→ **Action item**
Each line of the listing that includes the string "clicks" needs to be located and copied.

→ **Exercise materials**
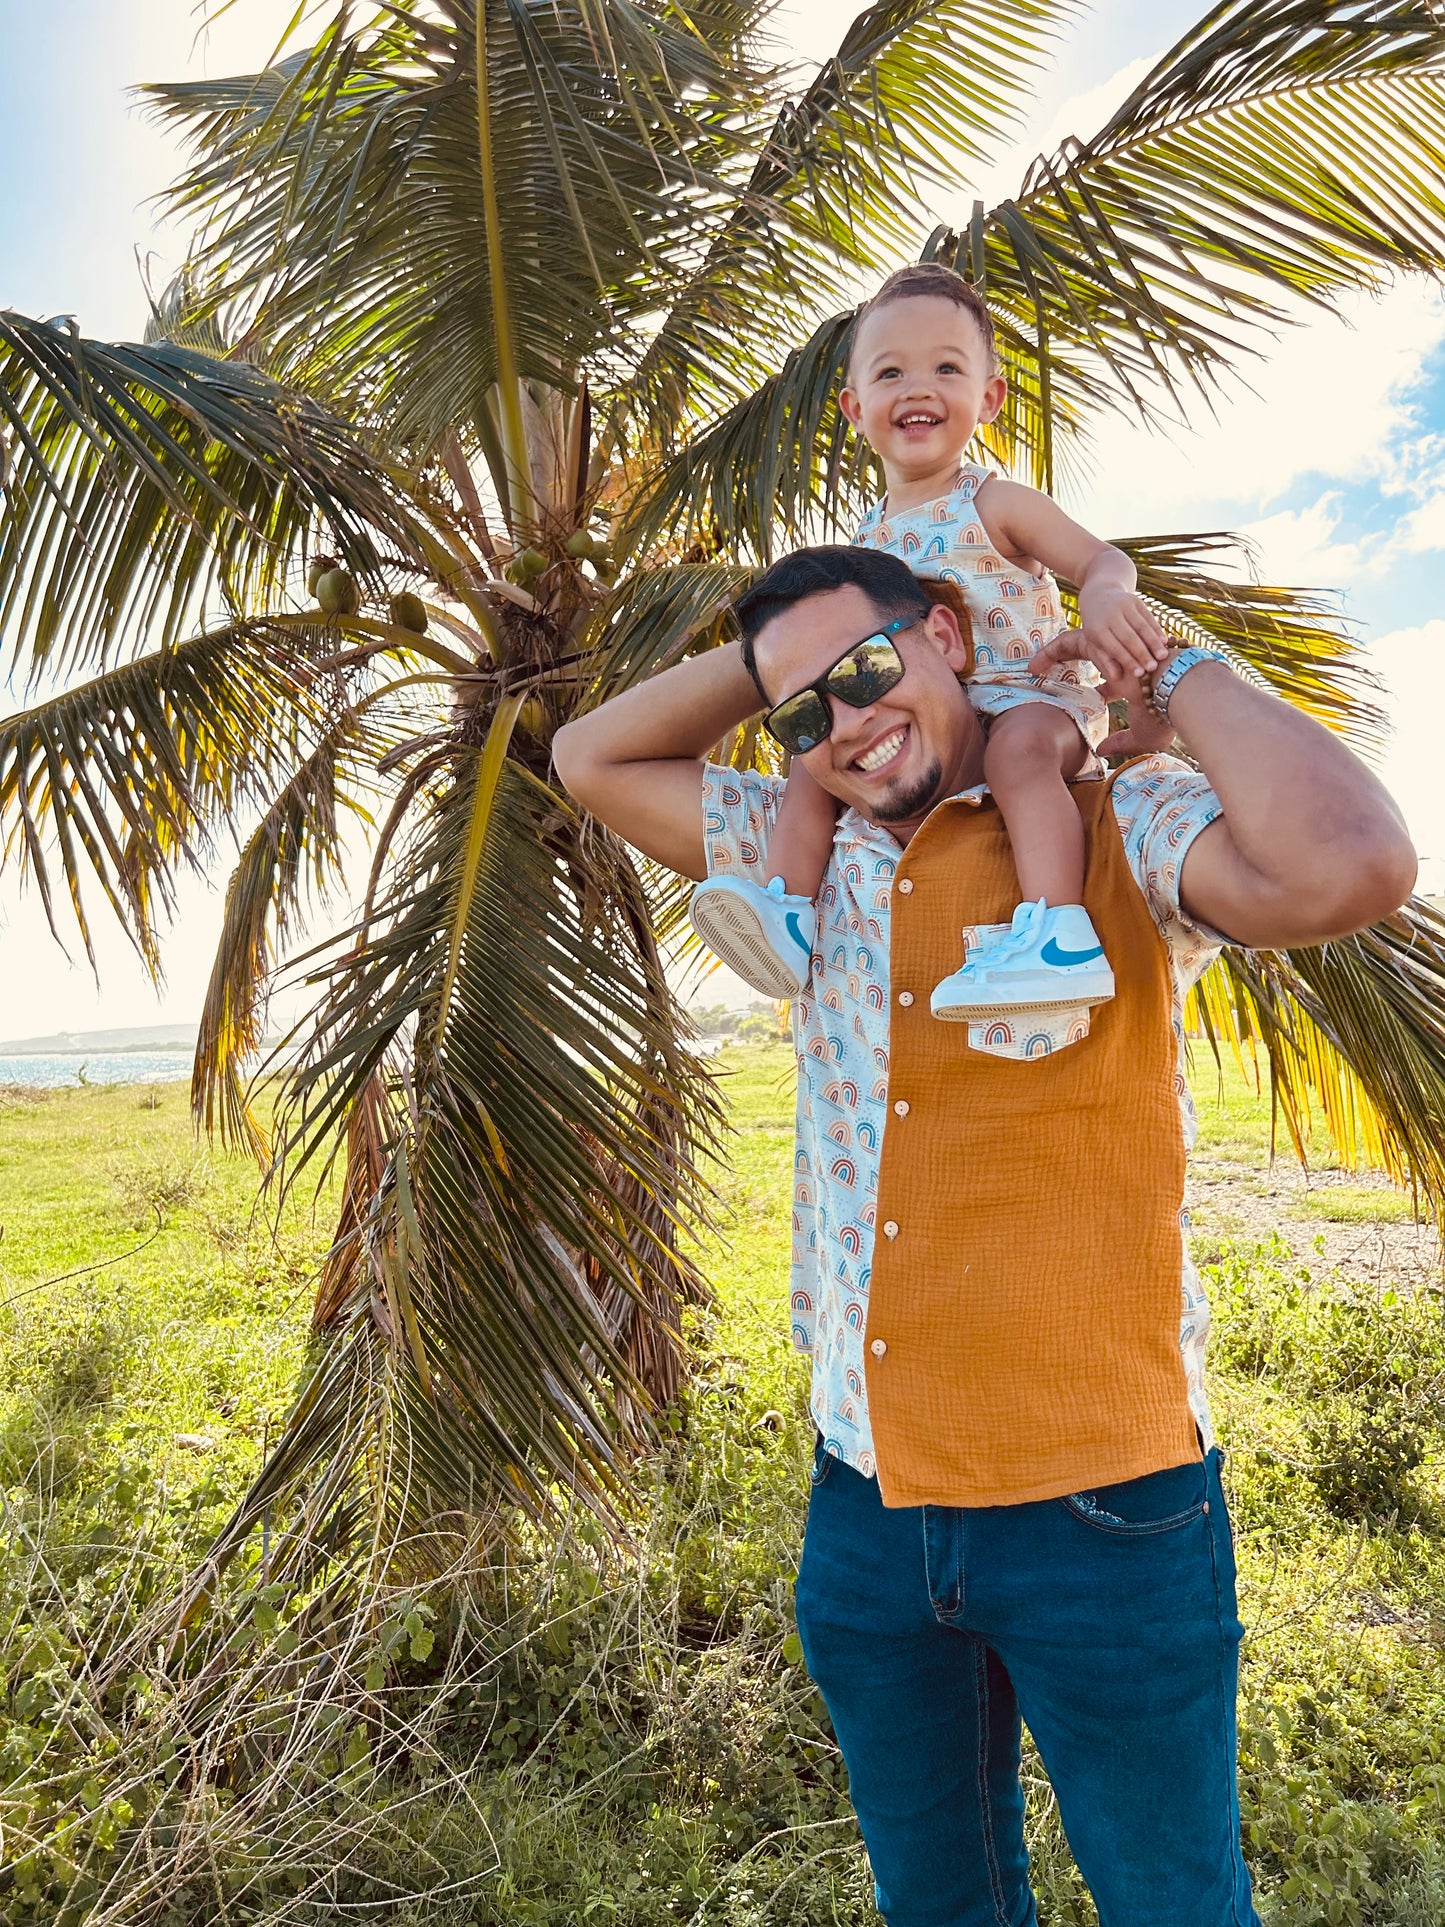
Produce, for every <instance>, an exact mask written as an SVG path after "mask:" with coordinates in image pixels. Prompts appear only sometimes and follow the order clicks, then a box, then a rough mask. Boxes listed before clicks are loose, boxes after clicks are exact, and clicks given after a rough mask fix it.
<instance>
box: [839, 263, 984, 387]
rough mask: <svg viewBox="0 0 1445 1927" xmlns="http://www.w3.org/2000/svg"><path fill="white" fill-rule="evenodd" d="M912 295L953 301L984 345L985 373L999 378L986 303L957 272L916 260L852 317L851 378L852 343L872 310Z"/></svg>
mask: <svg viewBox="0 0 1445 1927" xmlns="http://www.w3.org/2000/svg"><path fill="white" fill-rule="evenodd" d="M915 295H934V297H936V299H938V301H952V303H954V306H958V308H963V312H965V314H969V316H971V318H973V326H975V328H977V330H979V333H981V335H983V345H985V351H986V355H988V372H990V374H998V343H996V341H994V318H992V314H990V312H988V303H986V301H985V299H983V295H981V293H979V289H977V287H975V285H973V281H965V279H963V276H961V274H958V270H956V268H944V264H942V262H940V260H915V262H913V264H911V266H907V268H898V270H896V272H894V274H890V276H888V279H886V281H884V283H882V287H880V289H879V293H877V295H873V297H871V299H869V301H865V303H863V306H861V308H859V310H857V314H855V316H854V331H852V335H850V337H848V368H850V378H852V360H854V341H857V331H859V330H861V326H863V322H865V320H867V318H869V314H873V312H875V308H886V306H888V303H892V301H911V299H913V297H915Z"/></svg>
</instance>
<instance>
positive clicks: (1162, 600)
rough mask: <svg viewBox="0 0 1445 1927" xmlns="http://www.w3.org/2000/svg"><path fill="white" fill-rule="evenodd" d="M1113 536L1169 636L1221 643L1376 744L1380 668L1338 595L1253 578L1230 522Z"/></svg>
mask: <svg viewBox="0 0 1445 1927" xmlns="http://www.w3.org/2000/svg"><path fill="white" fill-rule="evenodd" d="M1114 543H1116V547H1119V549H1123V551H1125V555H1131V557H1133V563H1135V567H1137V570H1139V590H1141V594H1143V595H1146V597H1148V599H1150V601H1152V603H1154V609H1156V611H1158V615H1160V619H1162V620H1164V624H1166V628H1169V630H1171V632H1173V634H1175V636H1179V638H1181V640H1187V642H1200V644H1204V646H1208V647H1216V649H1218V647H1222V649H1223V651H1225V653H1229V655H1233V657H1235V661H1237V663H1241V665H1243V667H1245V671H1247V673H1248V674H1252V676H1254V678H1256V680H1258V682H1262V684H1264V686H1266V688H1272V690H1274V692H1275V696H1283V698H1285V701H1291V703H1295V707H1297V709H1302V711H1304V713H1306V715H1312V717H1316V719H1318V721H1320V723H1324V725H1326V726H1327V728H1333V730H1339V732H1341V734H1343V736H1349V738H1351V740H1353V742H1354V744H1356V746H1358V748H1362V750H1378V748H1379V744H1381V742H1383V736H1385V732H1387V726H1389V725H1387V717H1385V711H1383V709H1381V707H1379V701H1378V698H1379V694H1381V682H1379V674H1378V673H1376V669H1374V667H1372V663H1370V655H1368V651H1366V647H1364V646H1362V644H1360V642H1358V638H1356V636H1354V632H1353V630H1351V626H1349V624H1347V622H1345V619H1343V615H1341V611H1339V599H1337V597H1333V595H1327V594H1322V592H1318V590H1297V588H1277V586H1272V584H1266V582H1260V580H1258V570H1256V555H1254V549H1252V545H1250V543H1248V541H1247V540H1245V538H1243V536H1235V534H1229V532H1227V530H1208V532H1204V534H1189V536H1116V538H1114Z"/></svg>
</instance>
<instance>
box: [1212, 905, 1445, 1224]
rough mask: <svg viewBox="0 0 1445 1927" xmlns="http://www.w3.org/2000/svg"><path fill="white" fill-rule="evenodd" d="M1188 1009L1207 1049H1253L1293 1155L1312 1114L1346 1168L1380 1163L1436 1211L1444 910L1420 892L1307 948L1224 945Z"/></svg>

→ **Answer for this exercise**
Produce, for every <instance>, an exact mask written as an SVG path after "mask:" with coordinates in image pixels. Prompts appear only sometimes and follow the order clicks, then a box, then a rough mask. Boxes listed before clicks are loose, boxes after clicks are exact, and clicks given after a rough mask fix it.
positive clicks: (1162, 600)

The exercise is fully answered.